Exercise tasks:
1) Return the part of the passage on central bank independence starting at "Two theoretical explanations" and ending at "prize for economics.", copied word for word.
2) In the passage on central bank independence, which country became the first in the world to adopt inflation targeting, and in what year?

Given passage:
============================================================
Let’s turn the clock back a few decades and briefly remind ourselves how central banks gained their independence and what consequences it had. This will help us understand the framework in which central banks have long been operating and the it is now facing.

How did central banks gain their independence?

Central bank independence stands on theoretical and empirical foundations. The main argument for central bank independence is inflationary bias, the existence of which was confirmed by the high rates of inflation seen in most advanced economies in the 1970s and 1980s. Inflationary bias is the outcome of discretionary monetary policy that leads to a higher than optimal level of inflation.

Two theoretical explanations were offered for inflationary bias. The first was the time, or dynamic, inconsistency of governments, and the second was governments’ efforts to introduce an “inflation tax” to reduce public debt. Time inconsistency occurs when policymakers announce that they will pursue a particular policy in the future but then follow a different one in reality because their preferences change in the meantime. The “today’s actions = tomorrow’s regrets” problem arises because time-inconsistent decision-makers value the present more than the future. The general solution to this problem is not to allow decision-makers to make discretionary decisions, but to impose certain rules on them instead. This was the conclusion reached by Kydland and Prescott in a pioneering paper published in 1977, which later won them the Nobel prize for economics.

The theory evolved in two directions. In 1985, Kenneth Rogoff developed the rules argument by introducing the concept of a conservative central banker. According to Rogoff, society can sometimes make itself better off by appointing a central banker who does not share the social objective function, but instead places a larger weight on inflation rate stabilisation relative to employment stabilisation. Although the conservative central banker resolves the trade-off between inflation variance and employment variance by opting for more stable inflation, the costs of keeping inflation stable are lower thanks to the reputation earned by the central banker over many years. The second line of theory attempting to prevent inflationary bias was the principal-agent approach developed, for example, by Carl Walsh in 1995. In this framework, the government (the principal) contracts the central bank (the agent) to deliver the required rate of inflation and penalises it if it fails. This was the route followed, for example, by New Zealand, which in 1990 became the first country in the world to adopt inflation targeting, followed in 1998 by the Bank of England.

These two theoretical approaches define and determine the field for the two main forms of central bank independence: goal independence and instrument independence. While Rogoff’s conservative banker can define her own objective function almost without restriction because she enjoys both goal and instrument dependence, a central banker (agent) working for the government (principal), usually represented by the minister of finance, has no freedom to choose the goal and is only free to decide how to achieve the goal set by someone else.

Empirical findings

The theoretical research was accompanied by empirical studies attempting to prove a causal link between central bank independence and the rate of inflation. The first such study dates back to 1980, but probably the best known and most cited article of its era is the 1993 one by Alesina and Summers. Although their analysis was by no means sophisticated, the authors cautiously concluded that central bank independence promotes lower inflation and its benefits probably outweigh its costs in the form of output volatility. In later interpretations, there was even talk of a “free lunch” for economies and governments that opt for an independent central bank.
============================================================
Data block:
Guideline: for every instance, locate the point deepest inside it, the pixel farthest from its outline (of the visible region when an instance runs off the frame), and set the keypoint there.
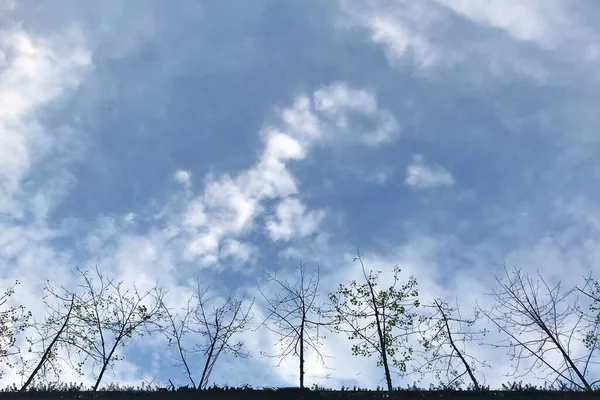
============================================================
Solutions to the exercise:
1)
Two theoretical explanations were offered for inflationary bias. The first was the time, or dynamic, inconsistency of governments, and the second was governments’ efforts to introduce an “inflation tax” to reduce public debt. Time inconsistency occurs when policymakers announce that they will pursue a particular policy in the future but then follow a different one in reality because their preferences change in the meantime. The “today’s actions = tomorrow’s regrets” problem arises because time-inconsistent decision-makers value the present more than the future. The general solution to this problem is not to allow decision-makers to make discretionary decisions, but to impose certain rules on them instead. This was the conclusion reached by Kydland and Prescott in a pioneering paper published in 1977, which later won them the Nobel prize for economics.

2) New Zealand, in 1990.